EXERCISE DIRECTIONS:
Nothing but the lines from the one that contains "drop a dot on the metal pole" through the end of the listing should appear, set down exactly.

======== MATERIAL SUPPLIED

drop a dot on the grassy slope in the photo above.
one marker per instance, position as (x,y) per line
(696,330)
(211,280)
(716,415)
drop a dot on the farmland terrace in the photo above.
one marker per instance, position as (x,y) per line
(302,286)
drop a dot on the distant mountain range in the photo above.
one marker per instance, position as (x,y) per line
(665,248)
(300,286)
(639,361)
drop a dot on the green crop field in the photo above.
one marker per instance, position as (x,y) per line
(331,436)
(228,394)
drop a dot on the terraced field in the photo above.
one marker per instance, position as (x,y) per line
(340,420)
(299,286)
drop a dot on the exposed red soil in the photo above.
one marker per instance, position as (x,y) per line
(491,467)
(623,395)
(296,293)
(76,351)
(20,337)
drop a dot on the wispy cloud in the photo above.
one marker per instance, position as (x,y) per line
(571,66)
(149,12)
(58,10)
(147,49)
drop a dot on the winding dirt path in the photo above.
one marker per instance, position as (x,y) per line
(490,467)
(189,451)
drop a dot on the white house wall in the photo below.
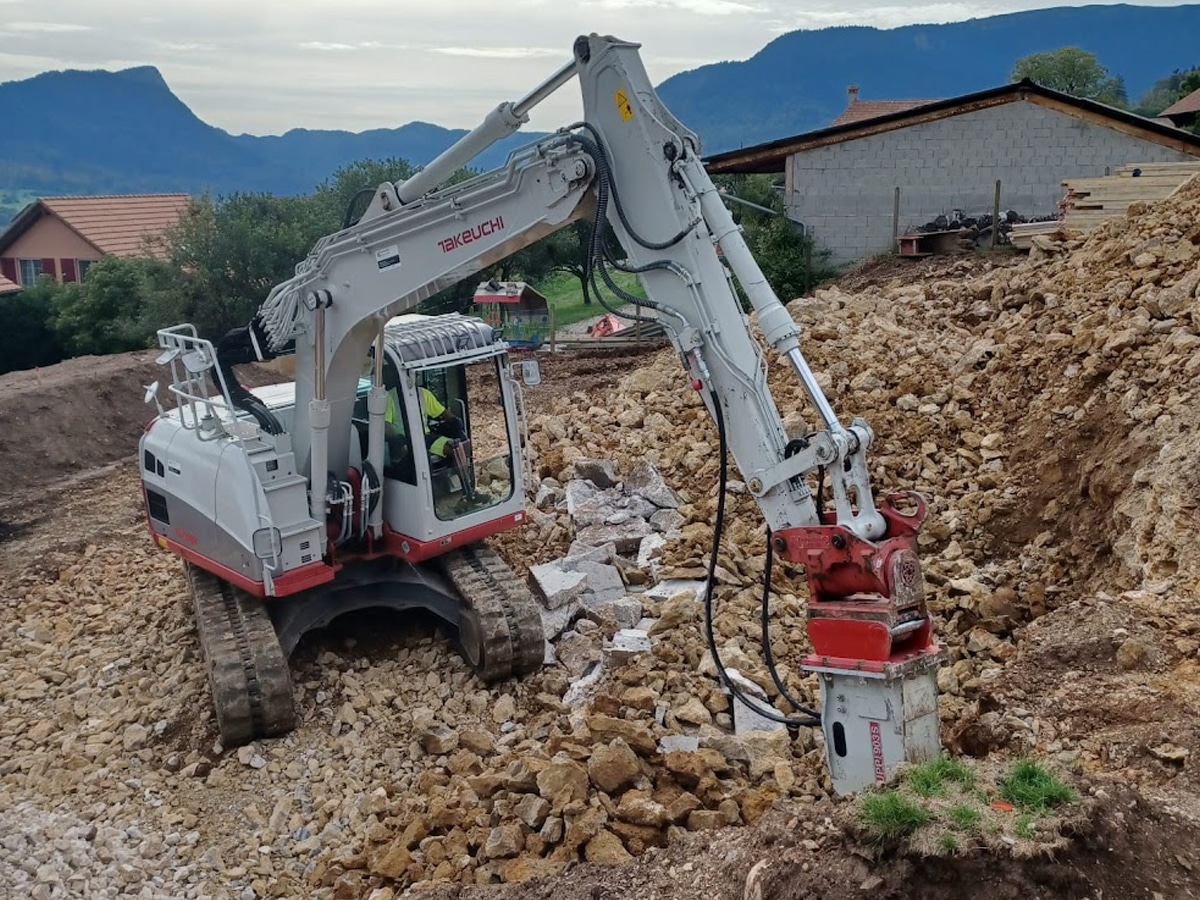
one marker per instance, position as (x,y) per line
(845,191)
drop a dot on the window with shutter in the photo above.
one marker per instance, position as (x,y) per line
(30,270)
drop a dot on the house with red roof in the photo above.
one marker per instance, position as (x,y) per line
(61,237)
(1183,113)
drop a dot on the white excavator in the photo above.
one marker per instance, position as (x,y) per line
(376,479)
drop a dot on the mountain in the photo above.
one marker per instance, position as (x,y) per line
(95,132)
(798,82)
(114,132)
(312,156)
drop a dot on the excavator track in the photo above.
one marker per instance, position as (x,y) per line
(501,629)
(247,672)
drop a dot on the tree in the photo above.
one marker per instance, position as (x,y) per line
(787,258)
(119,307)
(1168,90)
(1072,71)
(27,339)
(232,251)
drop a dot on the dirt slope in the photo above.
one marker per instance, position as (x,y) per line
(1048,409)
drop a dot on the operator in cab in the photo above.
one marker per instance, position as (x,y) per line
(442,427)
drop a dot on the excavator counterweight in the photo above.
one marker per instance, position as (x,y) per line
(378,475)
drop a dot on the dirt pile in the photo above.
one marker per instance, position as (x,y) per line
(60,421)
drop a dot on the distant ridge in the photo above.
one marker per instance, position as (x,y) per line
(126,132)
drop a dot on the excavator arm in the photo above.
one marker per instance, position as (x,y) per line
(630,162)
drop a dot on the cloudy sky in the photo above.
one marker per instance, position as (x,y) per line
(264,66)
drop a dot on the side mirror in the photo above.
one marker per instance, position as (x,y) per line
(531,372)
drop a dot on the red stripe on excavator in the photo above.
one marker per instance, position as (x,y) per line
(415,551)
(292,582)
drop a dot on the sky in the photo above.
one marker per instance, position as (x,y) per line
(264,66)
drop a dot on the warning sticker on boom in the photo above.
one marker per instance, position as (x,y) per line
(623,106)
(388,257)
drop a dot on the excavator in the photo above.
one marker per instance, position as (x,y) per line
(377,477)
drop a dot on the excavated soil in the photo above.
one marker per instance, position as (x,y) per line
(1045,406)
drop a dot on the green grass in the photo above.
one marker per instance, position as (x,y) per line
(892,815)
(929,779)
(563,292)
(1024,827)
(965,819)
(1032,787)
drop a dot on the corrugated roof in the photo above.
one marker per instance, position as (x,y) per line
(772,156)
(119,225)
(1191,103)
(863,109)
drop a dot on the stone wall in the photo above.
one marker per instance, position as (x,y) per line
(845,192)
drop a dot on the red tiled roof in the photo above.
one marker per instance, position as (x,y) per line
(119,225)
(863,109)
(1191,103)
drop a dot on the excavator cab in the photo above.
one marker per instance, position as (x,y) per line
(451,431)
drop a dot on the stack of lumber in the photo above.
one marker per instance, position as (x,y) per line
(1091,202)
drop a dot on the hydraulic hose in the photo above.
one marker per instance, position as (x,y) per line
(814,720)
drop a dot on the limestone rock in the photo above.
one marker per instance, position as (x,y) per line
(613,767)
(606,850)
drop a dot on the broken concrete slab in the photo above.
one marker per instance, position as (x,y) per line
(624,612)
(672,743)
(671,588)
(588,507)
(648,550)
(747,718)
(581,689)
(577,652)
(556,585)
(669,522)
(646,481)
(556,622)
(604,582)
(627,537)
(601,473)
(628,643)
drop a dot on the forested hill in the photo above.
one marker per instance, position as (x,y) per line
(97,132)
(798,82)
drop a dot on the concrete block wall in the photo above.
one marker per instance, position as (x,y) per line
(845,192)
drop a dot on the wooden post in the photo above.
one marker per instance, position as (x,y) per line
(995,216)
(895,220)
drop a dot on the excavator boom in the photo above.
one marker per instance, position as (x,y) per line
(630,163)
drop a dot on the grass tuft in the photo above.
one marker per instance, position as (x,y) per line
(1024,827)
(1030,786)
(928,779)
(891,815)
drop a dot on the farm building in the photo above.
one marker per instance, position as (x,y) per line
(516,307)
(948,155)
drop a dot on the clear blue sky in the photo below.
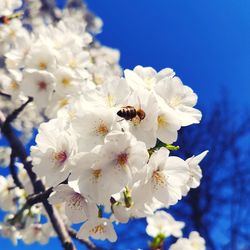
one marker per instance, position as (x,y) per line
(207,42)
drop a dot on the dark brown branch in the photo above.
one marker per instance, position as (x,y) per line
(88,244)
(19,150)
(40,197)
(13,172)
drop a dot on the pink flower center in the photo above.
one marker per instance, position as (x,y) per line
(77,201)
(42,85)
(61,157)
(122,159)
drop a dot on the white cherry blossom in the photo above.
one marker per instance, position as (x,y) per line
(180,98)
(166,177)
(53,156)
(98,228)
(77,207)
(38,84)
(194,242)
(163,223)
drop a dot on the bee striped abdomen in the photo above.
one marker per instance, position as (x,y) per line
(128,112)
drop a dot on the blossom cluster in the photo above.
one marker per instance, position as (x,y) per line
(105,136)
(162,225)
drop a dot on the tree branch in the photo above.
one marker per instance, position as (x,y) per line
(88,244)
(13,172)
(18,150)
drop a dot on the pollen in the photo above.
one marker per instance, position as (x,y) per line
(76,201)
(14,85)
(122,159)
(98,229)
(162,122)
(97,173)
(110,100)
(136,120)
(60,157)
(62,103)
(102,129)
(66,81)
(175,101)
(158,179)
(42,85)
(42,66)
(73,64)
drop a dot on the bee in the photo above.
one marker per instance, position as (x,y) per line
(6,19)
(129,113)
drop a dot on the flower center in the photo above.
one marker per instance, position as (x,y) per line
(42,66)
(76,201)
(66,81)
(97,173)
(158,178)
(63,103)
(110,100)
(14,85)
(122,159)
(136,120)
(162,122)
(175,101)
(42,85)
(37,228)
(102,129)
(60,157)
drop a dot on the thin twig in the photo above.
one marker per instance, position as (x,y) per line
(19,150)
(13,172)
(37,198)
(90,245)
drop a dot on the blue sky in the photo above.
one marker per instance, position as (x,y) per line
(207,43)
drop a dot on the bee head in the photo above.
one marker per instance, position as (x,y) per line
(141,114)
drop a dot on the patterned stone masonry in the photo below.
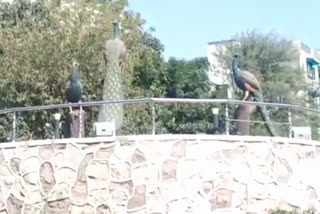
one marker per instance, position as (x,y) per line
(141,176)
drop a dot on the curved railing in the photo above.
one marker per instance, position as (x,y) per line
(158,101)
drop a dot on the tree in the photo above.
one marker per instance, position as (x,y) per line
(186,79)
(274,62)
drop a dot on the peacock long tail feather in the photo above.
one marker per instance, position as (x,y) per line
(265,114)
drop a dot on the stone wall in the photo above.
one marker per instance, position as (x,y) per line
(159,174)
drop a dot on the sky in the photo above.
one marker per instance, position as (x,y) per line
(186,26)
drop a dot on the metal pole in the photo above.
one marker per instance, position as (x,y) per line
(57,117)
(14,126)
(227,119)
(153,119)
(80,121)
(290,122)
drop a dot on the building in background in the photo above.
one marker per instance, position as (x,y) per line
(217,73)
(308,59)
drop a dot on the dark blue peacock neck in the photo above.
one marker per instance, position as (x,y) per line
(235,66)
(116,31)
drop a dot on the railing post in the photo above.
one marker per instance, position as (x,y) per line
(14,126)
(290,122)
(227,119)
(153,118)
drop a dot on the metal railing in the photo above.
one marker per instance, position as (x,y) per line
(158,101)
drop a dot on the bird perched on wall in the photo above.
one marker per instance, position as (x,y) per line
(245,80)
(74,88)
(249,84)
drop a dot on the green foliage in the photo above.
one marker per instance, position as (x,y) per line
(186,79)
(38,41)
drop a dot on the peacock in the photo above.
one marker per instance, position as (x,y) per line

================

COMPLETE ANSWER:
drop a dot on the metal pole in the photo above.
one marker per instance, position as (x,y) per line
(57,117)
(14,126)
(227,119)
(153,119)
(80,121)
(290,122)
drop a dot on the building in background in the photo above.
one marker per instance, position as (x,y) per line
(217,73)
(308,59)
drop a dot on the dark blue peacock neck in the photo above.
one marker per instance, position as (x,y) per line
(235,66)
(116,31)
drop a dot on the railing post in the photo above.
one marker per instance, position as (x,y) per line
(14,126)
(290,122)
(227,119)
(153,118)
drop a dot on the metal railing in the photo above.
one marker per instance, position as (x,y) per line
(158,101)
drop a dot on the bird perched on wall in the photo above.
one marker per instance, position as (x,y) per line
(245,80)
(74,88)
(249,84)
drop a dot on the green foliage in the photo above.
one marker per instance, position as (x,y) per line
(186,79)
(38,41)
drop a dot on the peacock in the photo above.
one marker per instance, position as (x,y) per line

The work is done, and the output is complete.